● **AUSGEWÄHLTER TEXT**:
########

Zur Diskussion kam auch der provisorische Hochwasserschutz in einem Teilbereich der Ahrallee.
AHRWEILER. TW. Am Sitz der Aufbau- und Entwicklungsgesellschaft (AuEG) in Ahrweiler versuchte rund ein halbes Dutzend der Wiederaufbau-Experten Fragen von Bürgern zu den aktuellen Planungen am Fluss und seinem Ufer im Bereich der Rotweinmetropole zu beantworten. Vorweggenommen: Nicht auf jede Frage gab es eine finale Antwort, denn es ist auch knapp vier Jahre nach der Katastrophe vom 14./15. Juli 2021 noch längst nicht alles final geplant. Vor allen Dingen wird immer noch gerechnet und modelliert. Das Hochwasserereignis vom Januar dieses Jahres hat noch einmal für neue Erkenntnisse gesorgt.
Viel aktuell und oftmals neu zu planen gibt es aber auch, weil sich die Wassermassen, die nach einem Starkregen sicher durch die Stadt geführt werden sollen, schon mehrfach geändert haben. Laut Grundsatzbeschluss des Stadtrats soll ein sogenannten 100-jährliches Hochwasserereignis, genannt HQ100, im Bereich der Kreisstadt keinen Schaden mehr anrichten. Die damit verbundenen Wassermassen, gemessen in durchfließenden Kubikmetern Wasser pro Sekunde, wurden jüngst bereits zum dritten Mal angepasst. Was die Bürger im Dialog mit AuEG-Geschäftsführer Hermann-Josef Pelgrim und seinen Mitarbeitern am Dienstag auf jeden Fall zur Kenntnis nehmen mussten: Der Grundsatzbeschluss des Stadtrats wird nicht durchgängig umzusetzen sein, will man die Ahr nicht beidseitig mit hohen Mauern versehen, was städtebaulicher Wahnsinn wäre.

########

● **BEREITGESTELLTE DATEN**:
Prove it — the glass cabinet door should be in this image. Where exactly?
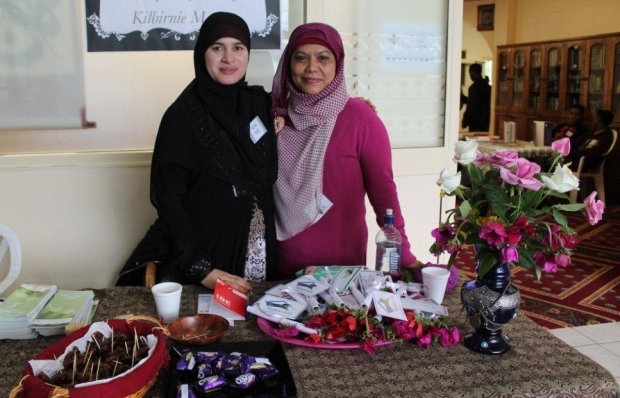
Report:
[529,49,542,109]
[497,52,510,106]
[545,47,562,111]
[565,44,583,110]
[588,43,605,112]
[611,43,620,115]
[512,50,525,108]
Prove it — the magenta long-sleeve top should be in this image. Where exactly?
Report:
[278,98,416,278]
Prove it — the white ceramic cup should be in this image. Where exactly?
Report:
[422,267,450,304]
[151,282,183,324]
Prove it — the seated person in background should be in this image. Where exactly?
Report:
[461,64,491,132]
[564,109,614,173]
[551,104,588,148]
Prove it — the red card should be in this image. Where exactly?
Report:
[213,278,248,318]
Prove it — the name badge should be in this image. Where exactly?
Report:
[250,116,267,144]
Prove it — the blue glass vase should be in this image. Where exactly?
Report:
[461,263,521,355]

########

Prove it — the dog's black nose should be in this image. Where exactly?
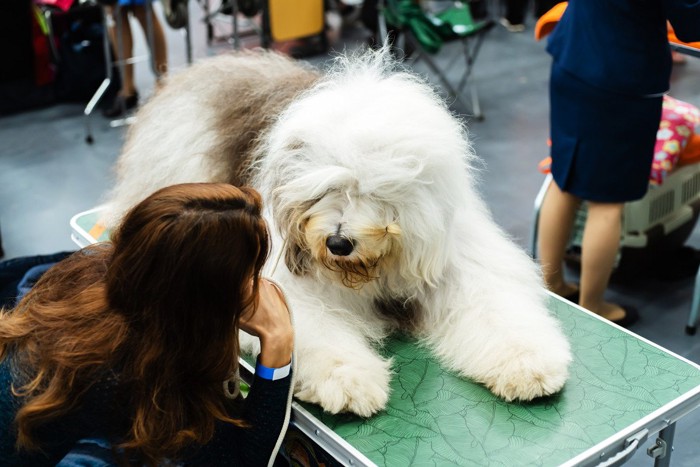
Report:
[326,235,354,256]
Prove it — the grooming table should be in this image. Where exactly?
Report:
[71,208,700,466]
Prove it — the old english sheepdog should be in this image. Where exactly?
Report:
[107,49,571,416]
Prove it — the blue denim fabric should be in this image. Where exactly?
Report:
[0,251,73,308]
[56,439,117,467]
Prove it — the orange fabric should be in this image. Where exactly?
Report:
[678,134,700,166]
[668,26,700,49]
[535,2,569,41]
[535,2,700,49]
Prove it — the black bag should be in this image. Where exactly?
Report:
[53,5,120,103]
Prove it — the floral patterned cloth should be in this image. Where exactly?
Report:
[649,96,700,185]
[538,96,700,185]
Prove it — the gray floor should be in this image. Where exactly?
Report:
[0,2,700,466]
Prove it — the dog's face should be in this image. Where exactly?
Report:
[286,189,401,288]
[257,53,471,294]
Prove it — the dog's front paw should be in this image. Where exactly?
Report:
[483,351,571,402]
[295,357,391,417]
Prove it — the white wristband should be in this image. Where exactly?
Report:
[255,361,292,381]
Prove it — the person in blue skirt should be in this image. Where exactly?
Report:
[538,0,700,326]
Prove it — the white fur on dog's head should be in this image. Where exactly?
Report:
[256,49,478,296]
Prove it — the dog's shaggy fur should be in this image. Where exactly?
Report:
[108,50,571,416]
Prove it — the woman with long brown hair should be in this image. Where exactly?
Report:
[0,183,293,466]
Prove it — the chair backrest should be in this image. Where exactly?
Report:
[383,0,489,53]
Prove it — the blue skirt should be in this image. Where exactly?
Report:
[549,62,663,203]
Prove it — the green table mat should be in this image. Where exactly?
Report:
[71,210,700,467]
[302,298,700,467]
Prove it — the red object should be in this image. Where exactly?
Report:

########

● **AUFGABE 1**: Aktualisiere im Text über den Hochwasserschutz in Ahrweiler den Abschnitt, der mit den Worten "AHRWEILER. TW. Am" beginnt und mit "neue Erkenntnisse gesorgt." endet. Ersetze darin "Wiederaufbau-Experten" durch "Fachleute".
● **AUFGABE 2**: Führe den Text über den Hochwasserschutz in Ahrweiler im Anschluss an seinen letzten Satz weiter.

● **ANTWORT 1**:
AHRWEILER. TW. Am Sitz der Aufbau- und Entwicklungsgesellschaft (AuEG) in Ahrweiler versuchte rund ein halbes Dutzend der Fachleute Fragen von Bürgern zu den aktuellen Planungen am Fluss und seinem Ufer im Bereich der Rotweinmetropole zu beantworten. Vorweggenommen: Nicht auf jede Frage gab es eine finale Antwort, denn es ist auch knapp vier Jahre nach der Katastrophe vom 14./15. Juli 2021 noch längst nicht alles final geplant. Vor allen Dingen wird immer noch gerechnet und modelliert. Das Hochwasserereignis vom Januar dieses Jahres hat noch einmal für neue Erkenntnisse gesorgt.

● **ANTWORT 2**:
Die anwesenden Bürger wurde zunächst einmal eine Stunde lang auf den aktuellen Stand der Dinge gebracht, sie hörten in erster Linie von Projekten, die die AuEG zu verantworten hat.
Dabei erfuhren die Menschen vor allem, dass der Ahr künftig viel mehr Platz eingeräumt werden soll. Wo möglich, wird Freiraum geschaffen. Uferwege laufen tief und können überschwemmt werden. Brücken werden länger, Retentionsräume entstehen. Wo Böschungen waren, entstehen Mauern. Zudem muss der Blick zu den Vorhaben der Oberlieger gehen, um einen Schutz von der Quelle bis zur Mündung zu bekommen. Ein Zweckverband aller Ahr-Anlieger ist in seiner Planung noch nicht wirklich weit fortgeschritten, aber dennoch notwendig. Das alles unter dem Gesichtspunkt einer ökologischen Aufwertung und attraktiver Freiräume. Ein Masterplan sieht ein blau- grünes Band vor, dass sich durch die Stadt schlängelt. Die Ahr soll mehr Erlebnisraum werden.
Dazu gilt es, den Fluss zu verstehen, der noch vor knapp 200 Jahren stellenweise wein Bett von mehr als 100 Metern Breite hatte, wie alte Tranchot-Karten zeigen. Dann kam der Mensch und engte den Fluss ein, rückte ihm immer näher.
Mit dem Wissen über die aktuellen Planungen ergaben sich Fragen der Anlieger, vor allen Dingen aus der Ahrallee, der wohl sensibelste Punkt in Sachen Hochwasserschutz. Wie soll der Schutz dort konkret aussehen? Wie sehen die aktuellen zeitlichen Planungen bis zur Umsetzung aus? Was hat es mit dem aktuellen Provisorium auf sich? So ganz konkret waren die Antworten nicht. Fest zu stehen scheint, dass es in der Ahrallee keinen Schutz vor einem HQ100 geben kann, eher nur für ein HQ20, umgesetzt durch eine Erhöhung, beispielsweise eine Mauer von rund einem halben Meter. Hier stehen noch Untersuchungen zweier Varianten und dann eine Entscheidung im Stadtrat aus. „Ich möchte keinen Zeitraum der Fertigstellung nennen“, so Hermann-Josef Pelgrim. Der aktuelle Schutzwall sei ein Provisorium ohne berechnete Grundlagen, erstellt vom Bauhof auf der Basis von Erfahrungen, sagte er.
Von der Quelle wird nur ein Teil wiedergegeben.